### What to do
Format the material below as a Markdown table with a Row column numbering each line and an Entry column holding the line itself. Omit blank lines.

━━━━━ Exercise input

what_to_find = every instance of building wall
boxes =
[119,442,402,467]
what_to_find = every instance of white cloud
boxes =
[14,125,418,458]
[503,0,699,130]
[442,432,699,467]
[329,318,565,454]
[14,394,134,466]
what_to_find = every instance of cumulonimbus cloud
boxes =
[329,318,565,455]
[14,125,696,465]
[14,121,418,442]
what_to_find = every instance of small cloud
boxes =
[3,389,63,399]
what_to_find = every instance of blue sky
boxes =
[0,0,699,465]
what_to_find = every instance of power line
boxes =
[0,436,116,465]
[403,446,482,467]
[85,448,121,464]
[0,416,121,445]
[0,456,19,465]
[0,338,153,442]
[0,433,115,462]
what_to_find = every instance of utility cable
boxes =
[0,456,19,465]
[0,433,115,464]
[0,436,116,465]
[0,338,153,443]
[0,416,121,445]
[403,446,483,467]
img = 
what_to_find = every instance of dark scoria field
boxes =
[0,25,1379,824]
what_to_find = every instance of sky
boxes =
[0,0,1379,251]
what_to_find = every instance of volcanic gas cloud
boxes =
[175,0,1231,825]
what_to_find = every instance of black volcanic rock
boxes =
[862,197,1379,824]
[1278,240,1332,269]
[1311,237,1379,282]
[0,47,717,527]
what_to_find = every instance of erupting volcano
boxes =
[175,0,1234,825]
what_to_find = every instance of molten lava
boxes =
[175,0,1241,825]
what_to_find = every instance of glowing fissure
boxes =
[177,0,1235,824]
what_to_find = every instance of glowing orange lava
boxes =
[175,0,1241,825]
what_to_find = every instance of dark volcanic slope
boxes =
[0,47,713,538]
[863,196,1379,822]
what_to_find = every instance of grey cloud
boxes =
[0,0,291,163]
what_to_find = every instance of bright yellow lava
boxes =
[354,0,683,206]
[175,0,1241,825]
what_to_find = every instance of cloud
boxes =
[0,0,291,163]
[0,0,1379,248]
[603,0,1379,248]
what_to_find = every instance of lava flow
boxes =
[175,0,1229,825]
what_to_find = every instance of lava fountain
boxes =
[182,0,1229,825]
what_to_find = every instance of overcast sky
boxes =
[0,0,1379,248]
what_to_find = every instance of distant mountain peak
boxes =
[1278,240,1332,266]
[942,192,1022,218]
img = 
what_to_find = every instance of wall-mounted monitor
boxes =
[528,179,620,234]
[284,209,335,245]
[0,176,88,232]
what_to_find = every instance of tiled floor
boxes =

━━━━━━━━━━

### Solution below
| Row | Entry |
|---|---|
| 1 | what_to_find = every instance of building wall |
| 2 | boxes = |
| 3 | [119,442,402,467] |
| 4 | what_to_find = every instance of white cloud |
| 5 | boxes = |
| 6 | [14,125,418,458] |
| 7 | [503,0,699,130] |
| 8 | [442,432,699,467] |
| 9 | [329,318,565,454] |
| 10 | [14,394,134,466] |
| 11 | what_to_find = every instance of cumulonimbus cloud |
| 12 | boxes = |
| 13 | [329,318,565,455] |
| 14 | [14,125,696,465] |
| 15 | [14,121,418,442] |
| 16 | what_to_find = every instance of small cloud |
| 17 | boxes = |
| 18 | [3,389,63,399] |
| 19 | what_to_find = every instance of blue sky |
| 20 | boxes = |
| 21 | [0,0,699,465] |
| 22 | what_to_find = every instance of power line |
| 23 | boxes = |
| 24 | [0,436,116,465] |
| 25 | [403,446,482,467] |
| 26 | [85,448,121,464] |
| 27 | [0,416,121,445] |
| 28 | [0,456,19,465] |
| 29 | [0,338,153,442] |
| 30 | [0,433,115,462] |
| 31 | what_to_find = every instance of utility cable |
| 32 | boxes = |
| 33 | [0,456,19,465] |
| 34 | [0,433,115,464] |
| 35 | [0,436,116,465] |
| 36 | [0,338,153,443] |
| 37 | [0,416,121,445] |
| 38 | [403,446,483,467] |
| 39 | img =  |
| 40 | what_to_find = every instance of dark scoria field |
| 41 | boxes = |
| 42 | [0,25,1379,824] |
| 43 | what_to_find = every instance of sky |
| 44 | boxes = |
| 45 | [0,0,1379,251] |
| 46 | what_to_find = every instance of volcanic gas cloud |
| 47 | boxes = |
| 48 | [175,0,1231,825] |
| 49 | what_to_find = every instance of black volcanic rock |
| 50 | boxes = |
| 51 | [862,197,1379,824] |
| 52 | [1278,240,1332,269] |
| 53 | [1311,237,1379,282] |
| 54 | [0,47,717,527] |
| 55 | what_to_find = every instance of erupting volcano |
| 56 | boxes = |
| 57 | [175,0,1234,825] |
| 58 | what_to_find = every instance of molten lava |
| 59 | boxes = |
| 60 | [175,0,1241,825] |
| 61 | what_to_find = every instance of glowing fissure |
| 62 | boxes = |
| 63 | [177,0,1235,824] |
| 64 | what_to_find = every instance of glowing orange lava |
| 65 | boxes = |
| 66 | [175,0,1241,825] |
| 67 | what_to_find = every instance of dark volcanic slope |
| 68 | boxes = |
| 69 | [0,47,713,538] |
| 70 | [863,196,1379,822] |
| 71 | what_to_find = every instance of grey cloud |
| 72 | boxes = |
| 73 | [0,0,291,163] |
| 74 | what_to_find = every instance of bright yellow lava |
| 75 | boxes = |
| 76 | [354,0,683,206] |
| 77 | [175,0,1241,825] |
| 78 | what_to_find = every instance of cloud |
| 79 | boxes = |
| 80 | [0,0,291,163] |
| 81 | [0,0,1379,248] |
| 82 | [603,0,1379,248] |
| 83 | what_to_find = every instance of lava flow |
| 84 | boxes = |
| 85 | [175,0,1229,825] |
| 86 | what_to_find = every instance of lava fountain |
| 87 | boxes = |
| 88 | [182,0,1229,825] |
| 89 | what_to_find = every instance of overcast sky |
| 90 | boxes = |
| 91 | [0,0,1379,248] |
| 92 | what_to_find = every instance of distant mountain peak |
| 93 | boxes = |
| 94 | [1278,240,1332,266] |
| 95 | [942,192,1022,218] |
| 96 | img =  |
| 97 | what_to_find = every instance of wall-mounted monitor |
| 98 | boxes = |
| 99 | [528,179,620,234] |
| 100 | [284,209,335,245] |
| 101 | [0,176,88,232] |
| 102 | what_to_find = every instance of tiled floor |
| 103 | boxes = |